**Instructions to follow:** From the records below, set down exactly the lines starting with the line that contains "Query: white building" and going on through the line that contains "282, row 152.". Nothing else is wanted.

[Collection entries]
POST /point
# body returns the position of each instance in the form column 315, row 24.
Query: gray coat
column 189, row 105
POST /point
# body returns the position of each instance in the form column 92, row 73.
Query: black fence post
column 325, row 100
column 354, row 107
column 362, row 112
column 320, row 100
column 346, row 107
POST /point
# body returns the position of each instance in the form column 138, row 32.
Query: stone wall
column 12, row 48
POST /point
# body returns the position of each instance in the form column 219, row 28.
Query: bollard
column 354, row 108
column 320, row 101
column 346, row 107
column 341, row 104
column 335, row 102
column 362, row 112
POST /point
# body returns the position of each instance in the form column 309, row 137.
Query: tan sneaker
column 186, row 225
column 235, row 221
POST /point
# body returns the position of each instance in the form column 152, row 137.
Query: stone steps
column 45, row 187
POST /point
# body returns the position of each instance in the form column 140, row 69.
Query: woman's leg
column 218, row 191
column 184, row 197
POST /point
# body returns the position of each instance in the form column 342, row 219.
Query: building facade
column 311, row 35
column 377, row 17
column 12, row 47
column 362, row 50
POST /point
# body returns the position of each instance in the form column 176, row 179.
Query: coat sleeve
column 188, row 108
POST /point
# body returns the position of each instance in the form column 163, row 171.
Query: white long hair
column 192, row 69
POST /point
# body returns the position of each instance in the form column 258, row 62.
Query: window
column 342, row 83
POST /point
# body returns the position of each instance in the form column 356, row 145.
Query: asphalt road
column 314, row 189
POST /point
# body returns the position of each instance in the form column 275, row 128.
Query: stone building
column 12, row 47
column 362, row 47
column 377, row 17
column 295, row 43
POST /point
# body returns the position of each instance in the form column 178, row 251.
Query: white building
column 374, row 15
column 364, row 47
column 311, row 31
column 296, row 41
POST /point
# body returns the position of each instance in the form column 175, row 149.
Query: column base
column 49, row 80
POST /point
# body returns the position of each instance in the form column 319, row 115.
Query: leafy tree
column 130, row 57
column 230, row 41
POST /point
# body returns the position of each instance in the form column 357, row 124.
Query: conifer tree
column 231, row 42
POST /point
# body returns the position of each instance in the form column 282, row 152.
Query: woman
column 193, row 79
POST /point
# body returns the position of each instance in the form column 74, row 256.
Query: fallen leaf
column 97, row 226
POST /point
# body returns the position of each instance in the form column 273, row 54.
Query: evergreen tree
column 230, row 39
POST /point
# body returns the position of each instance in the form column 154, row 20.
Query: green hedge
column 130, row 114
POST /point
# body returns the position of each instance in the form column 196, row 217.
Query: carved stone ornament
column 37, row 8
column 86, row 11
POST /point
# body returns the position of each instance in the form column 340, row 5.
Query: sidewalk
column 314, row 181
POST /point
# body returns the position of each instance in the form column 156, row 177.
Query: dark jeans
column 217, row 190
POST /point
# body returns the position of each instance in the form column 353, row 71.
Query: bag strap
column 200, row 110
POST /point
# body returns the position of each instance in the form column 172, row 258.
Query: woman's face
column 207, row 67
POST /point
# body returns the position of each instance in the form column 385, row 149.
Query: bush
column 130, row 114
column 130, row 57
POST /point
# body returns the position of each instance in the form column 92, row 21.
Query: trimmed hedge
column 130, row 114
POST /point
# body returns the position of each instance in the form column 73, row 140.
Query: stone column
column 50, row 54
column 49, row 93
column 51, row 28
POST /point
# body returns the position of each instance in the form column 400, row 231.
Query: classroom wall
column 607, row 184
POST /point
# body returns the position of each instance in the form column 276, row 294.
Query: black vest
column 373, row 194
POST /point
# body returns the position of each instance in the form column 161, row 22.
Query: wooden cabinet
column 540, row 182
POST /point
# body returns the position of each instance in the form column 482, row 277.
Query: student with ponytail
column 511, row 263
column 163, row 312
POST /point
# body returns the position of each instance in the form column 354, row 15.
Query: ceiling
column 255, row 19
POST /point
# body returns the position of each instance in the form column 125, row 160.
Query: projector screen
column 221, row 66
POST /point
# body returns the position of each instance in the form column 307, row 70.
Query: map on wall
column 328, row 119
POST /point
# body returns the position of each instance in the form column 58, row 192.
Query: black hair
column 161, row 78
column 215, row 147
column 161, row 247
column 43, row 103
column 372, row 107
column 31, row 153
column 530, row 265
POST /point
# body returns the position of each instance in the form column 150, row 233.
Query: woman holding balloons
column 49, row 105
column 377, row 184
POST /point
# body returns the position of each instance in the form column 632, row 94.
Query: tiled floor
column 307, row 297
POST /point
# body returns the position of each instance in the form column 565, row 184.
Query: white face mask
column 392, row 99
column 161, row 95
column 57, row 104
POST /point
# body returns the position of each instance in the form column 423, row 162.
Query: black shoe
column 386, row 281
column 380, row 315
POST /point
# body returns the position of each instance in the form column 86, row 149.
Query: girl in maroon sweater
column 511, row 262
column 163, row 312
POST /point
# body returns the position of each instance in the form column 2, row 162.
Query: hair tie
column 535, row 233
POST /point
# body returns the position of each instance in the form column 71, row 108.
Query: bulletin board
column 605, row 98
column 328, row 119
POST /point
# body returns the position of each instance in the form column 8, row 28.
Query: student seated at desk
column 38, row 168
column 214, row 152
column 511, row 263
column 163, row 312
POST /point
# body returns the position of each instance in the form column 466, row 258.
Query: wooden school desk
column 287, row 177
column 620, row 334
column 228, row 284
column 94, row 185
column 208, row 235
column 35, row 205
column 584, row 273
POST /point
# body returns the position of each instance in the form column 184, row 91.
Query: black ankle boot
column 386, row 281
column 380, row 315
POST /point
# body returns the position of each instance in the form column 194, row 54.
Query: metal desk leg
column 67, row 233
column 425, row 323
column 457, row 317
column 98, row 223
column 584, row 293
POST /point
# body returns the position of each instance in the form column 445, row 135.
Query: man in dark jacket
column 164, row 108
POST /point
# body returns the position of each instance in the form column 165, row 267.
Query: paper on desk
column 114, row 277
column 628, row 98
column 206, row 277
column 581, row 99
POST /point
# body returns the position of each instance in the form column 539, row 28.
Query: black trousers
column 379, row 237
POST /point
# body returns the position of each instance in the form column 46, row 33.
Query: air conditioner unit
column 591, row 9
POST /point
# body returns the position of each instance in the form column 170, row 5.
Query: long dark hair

**Answer section:**
Query: white building
column 374, row 15
column 364, row 47
column 311, row 31
column 296, row 41
POST /point
# body returns the position of each instance in the form column 175, row 149.
Query: column base
column 49, row 80
POST /point
# body returns the position of each instance in the form column 319, row 115.
Query: leafy tree
column 130, row 57
column 230, row 41
POST /point
# body returns the position of each instance in the form column 357, row 124.
Query: conifer tree
column 231, row 42
POST /point
# body returns the position of each instance in the form column 282, row 152.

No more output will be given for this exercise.